List all the lines in these records that hold "positive".

(Stored items)

════════════════════

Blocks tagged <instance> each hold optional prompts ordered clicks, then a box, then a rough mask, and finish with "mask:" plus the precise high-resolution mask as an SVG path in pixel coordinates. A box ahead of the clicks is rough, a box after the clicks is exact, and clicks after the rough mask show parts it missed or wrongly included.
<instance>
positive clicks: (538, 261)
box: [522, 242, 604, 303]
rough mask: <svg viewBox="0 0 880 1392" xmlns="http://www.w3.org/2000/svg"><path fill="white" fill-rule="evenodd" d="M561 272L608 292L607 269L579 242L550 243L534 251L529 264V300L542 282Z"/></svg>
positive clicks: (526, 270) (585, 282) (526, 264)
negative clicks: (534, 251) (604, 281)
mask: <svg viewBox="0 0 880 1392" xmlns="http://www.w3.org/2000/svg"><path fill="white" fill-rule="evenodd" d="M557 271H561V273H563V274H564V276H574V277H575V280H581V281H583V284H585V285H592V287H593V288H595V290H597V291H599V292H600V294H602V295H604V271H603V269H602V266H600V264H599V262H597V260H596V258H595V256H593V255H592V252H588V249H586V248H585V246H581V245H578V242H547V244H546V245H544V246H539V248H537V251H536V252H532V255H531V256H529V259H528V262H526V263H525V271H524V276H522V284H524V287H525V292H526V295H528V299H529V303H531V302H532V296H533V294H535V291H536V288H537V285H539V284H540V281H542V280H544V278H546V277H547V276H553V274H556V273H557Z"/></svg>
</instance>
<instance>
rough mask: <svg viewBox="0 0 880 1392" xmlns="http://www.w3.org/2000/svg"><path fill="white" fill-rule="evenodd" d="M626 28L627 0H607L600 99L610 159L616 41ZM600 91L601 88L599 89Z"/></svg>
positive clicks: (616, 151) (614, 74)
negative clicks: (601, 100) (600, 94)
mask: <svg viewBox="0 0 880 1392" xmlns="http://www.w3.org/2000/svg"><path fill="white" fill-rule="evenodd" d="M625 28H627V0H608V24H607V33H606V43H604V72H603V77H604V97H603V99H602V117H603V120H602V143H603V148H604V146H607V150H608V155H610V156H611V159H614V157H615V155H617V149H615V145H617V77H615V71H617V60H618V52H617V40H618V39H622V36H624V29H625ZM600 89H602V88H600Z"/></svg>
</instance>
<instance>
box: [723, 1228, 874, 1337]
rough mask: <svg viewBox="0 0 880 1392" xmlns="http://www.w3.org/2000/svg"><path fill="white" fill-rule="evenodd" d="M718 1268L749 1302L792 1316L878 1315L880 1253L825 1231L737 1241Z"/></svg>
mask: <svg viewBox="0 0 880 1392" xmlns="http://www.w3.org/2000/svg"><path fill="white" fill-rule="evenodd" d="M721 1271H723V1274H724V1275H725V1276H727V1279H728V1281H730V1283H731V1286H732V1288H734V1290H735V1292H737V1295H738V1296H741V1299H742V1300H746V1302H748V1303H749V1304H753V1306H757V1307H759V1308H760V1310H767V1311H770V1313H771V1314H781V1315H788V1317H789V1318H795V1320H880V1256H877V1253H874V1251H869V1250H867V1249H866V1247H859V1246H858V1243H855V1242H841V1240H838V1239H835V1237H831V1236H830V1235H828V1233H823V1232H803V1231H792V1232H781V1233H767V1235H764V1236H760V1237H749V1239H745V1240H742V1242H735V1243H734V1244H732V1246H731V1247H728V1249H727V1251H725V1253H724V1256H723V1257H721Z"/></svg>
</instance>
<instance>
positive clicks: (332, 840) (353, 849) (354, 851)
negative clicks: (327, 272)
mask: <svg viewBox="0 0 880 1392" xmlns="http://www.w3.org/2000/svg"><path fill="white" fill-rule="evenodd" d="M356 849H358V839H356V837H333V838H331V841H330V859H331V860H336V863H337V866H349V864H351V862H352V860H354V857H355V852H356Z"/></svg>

════════════════════

Output below:
positive clicks: (538, 261)
positive clicks: (526, 270) (585, 282) (526, 264)
positive clicks: (616, 151) (614, 74)
positive clicks: (332, 840) (353, 849) (354, 851)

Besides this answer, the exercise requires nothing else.